Page text =>

================================

If we accept such a possibility and choose to pursue it, then faith alone is not sufficient. Nor are good works alone sufficient. If we are creating this reality through our thoughts as well as our deeds, then both our beliefs and our actions are critically important. Thus, to reject God or exclude God from our conceptions is to pursue an incomplete, broken, and ultimately dysfunctional model. Without God, one is inevitably left with the Machiavellian/Darwinian world of blind and random nature, devoid of any inherent ethics, justice, and purpose.

[A note on atheism:] While it is undeniable that one can be deeply and consistently ethical without actively believing in God, consistent ethical behavior (as opposed to situational, self-serving ethical behavior) ultimately rests on a belief in values that transcend personal needs and personal gain. And to believe in such “transcendental” values ultimately means our inner logic is founded on some sort of God idea. Many ethical atheists prefer not to pursue the logic of their beliefs, but in the end their atheism really rests on a religious, God-based foundation. Ideas such as “for the good of society” or “for the good of humankind” or “for the good of the earth” are all ways of submerging God into one’s beliefs without having to acknowledge God.

Friday, May 25, 2012

multi-threaded nature of thought, 2

In the distant past, almost two months ago, I posted a little essay about the superimposing layers of thought going on in the mind at any given moment. I noted that I would post a draft of a scene in The Atternen Jewz Talen that explores this idea directly, that is phenomenologically. Finally, here it is...

Written 3/29/12, 6 Nisson 5772; week ov Tzav
Edited 5/25/12, 4 Sivan 5772, week ov Bamidbar

Like a maed az she step frum a steemee bath,
The beedz a sparkel on brest and cheek,
An she run a kome thru her glissen a hair,
Awl kleen an strate an silver a sheen,
So awl the thred an the braken strand
In my theenk untaengelz in a shivver a lite.

Nayomeez in thaer, her haer streem down
Like a milkee way, awl fiyerree faent;
An the Surah* street in a mobeyus not,
                 * Jewish sittee on the Ewfrateez till about 1000 CE
                    The Atternen Jew livd thaer mennee a yeer
Ov me an a thowzen alleez an dorz.
I wonder like a chiel lost in forlorn,
An in thoze streeten, the krush a shops,
An in them shop, mennee the fase,
An Nayomee an Ellijah a peerenz owt
Ov them straenjerren staers and fammilleyen iyz.

Them fasen like sitteez I wonder thru.
How much iz me-in-them that I see
An how much them that shine thru me?

Surah, Dammask, Allexxandreya...
Ah, Yerrushallaem, yur wawl an yur dung,
An the boyel a worz, the klatter an kry.
Menz awl werkt up, awl God insane.
An them pagen speerz stoken inflame,
Thaer fiyeree feengerz grippen my kor,
That Addom overheeten inside my braen.
An Addom, him kryen for Edenz re-bertht;
Eve in her berth thro; him plow the erth.

Thats the embroiderz a kuller it awl.

================================

Extracted material =>
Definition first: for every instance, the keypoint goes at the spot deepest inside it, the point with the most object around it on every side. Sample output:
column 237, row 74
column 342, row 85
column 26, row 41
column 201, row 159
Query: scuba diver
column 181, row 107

================================

Stated goal A =>
Repeat the passage from the blog post between "I wonder like" and "I wonder thru.", inclusive.
Stated goal B =>
In the blog post, what does consistent ethical behavior ultimately rest on?
Stated goal C =>
Pick up the blog post on faith and the layers of thought after its final line and keep writing it.

Final result A =>
I wonder like a chiel lost in forlorn,
An in thoze streeten, the krush a shops,
An in them shop, mennee the fase,
An Nayomee an Ellijah a peerenz owt
Ov them straenjerren staers and fammilleyen iyz.

Them fasen like sitteez I wonder thru.

Final result B =>
It rests on a belief in values that transcend personal needs and personal gain.

Final result C =>
But the worpen thredz an weften kord
Az hoel it tugether in a moeshennel feel:
Deziyer - Nayomee in a silkee gown,
An sarroez - me sleepen in a foxxen den.
Despaerz a plunnee - my tatterz a faeth,
An sumhow, wunder twisten in -
The lite a-slant thru a braken dor
On a gerl-chiel tokken tu her raggee dol.
An plunnee a aengerz an thaer feerz an joyz.
Multappel korden a randem arraed,
Shapen eech theenk az it kum unmade.
Shapen me intu thaer atternen taelz
Beneeth my brokaden memmorree.

Well, thats a mor detalen skech a my theenks
Than I ment tu say ov my travvellenz eest.

Monday, April 02, 2012

multi-threaded nature of thought

My reading, reflecting my interests, spans a wide range of topics. However, the subject of thought – what it is and how we experience it - is almost entirely unexplored (with the exception of some lame and poorly written philosophical treatises on "mind"). It appears that, in large measure, most people think of "a thought" as a distinct, precise, and unalloyed unit, not unlike the idea of the "atom" as imagined in the late 19th century.

That late 19th century "atom", it turned out, is not the ultimate building block of matter, and indeed will probably end up being seen as a fictional unit altogether, discarded from scientific discourse. So too, it is becoming clear that our thoughts are not singular, fundamental units of consciousness, but are complex fabrics woven of many strands and fragments. Or to use another analogy, our thoughts are like symphonic compositions, with multiple instruments playing independent but related, or semi-related consonant and dissonant melodies, tones, and percussive beats.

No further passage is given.